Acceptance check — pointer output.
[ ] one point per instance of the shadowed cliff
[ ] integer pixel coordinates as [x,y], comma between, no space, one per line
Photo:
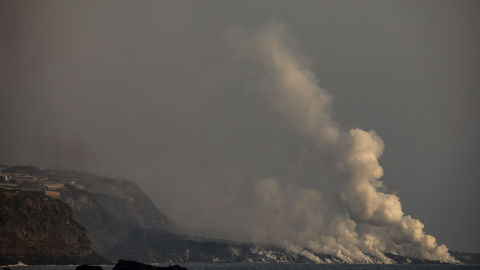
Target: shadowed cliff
[36,229]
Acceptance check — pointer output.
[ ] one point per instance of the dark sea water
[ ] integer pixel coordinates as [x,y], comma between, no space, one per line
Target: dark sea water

● ● ●

§ **The task**:
Reproduce the records above with every "Acceptance check" changed to "Review checklist" and all other text kept the same. Leave the pictures out.

§ **Answer to this problem**:
Review checklist — pointer output.
[ ] one point per instance of the shadowed cliff
[ ] integer pixel coordinates as [x,y], comma between, no space, one per line
Photo:
Target: shadowed cliff
[36,229]
Review checklist — pointer output.
[ ] one point per instance of the dark sea water
[ ] integer pixel coordinates as [x,y], comma between, no space, one per line
Target: dark sea water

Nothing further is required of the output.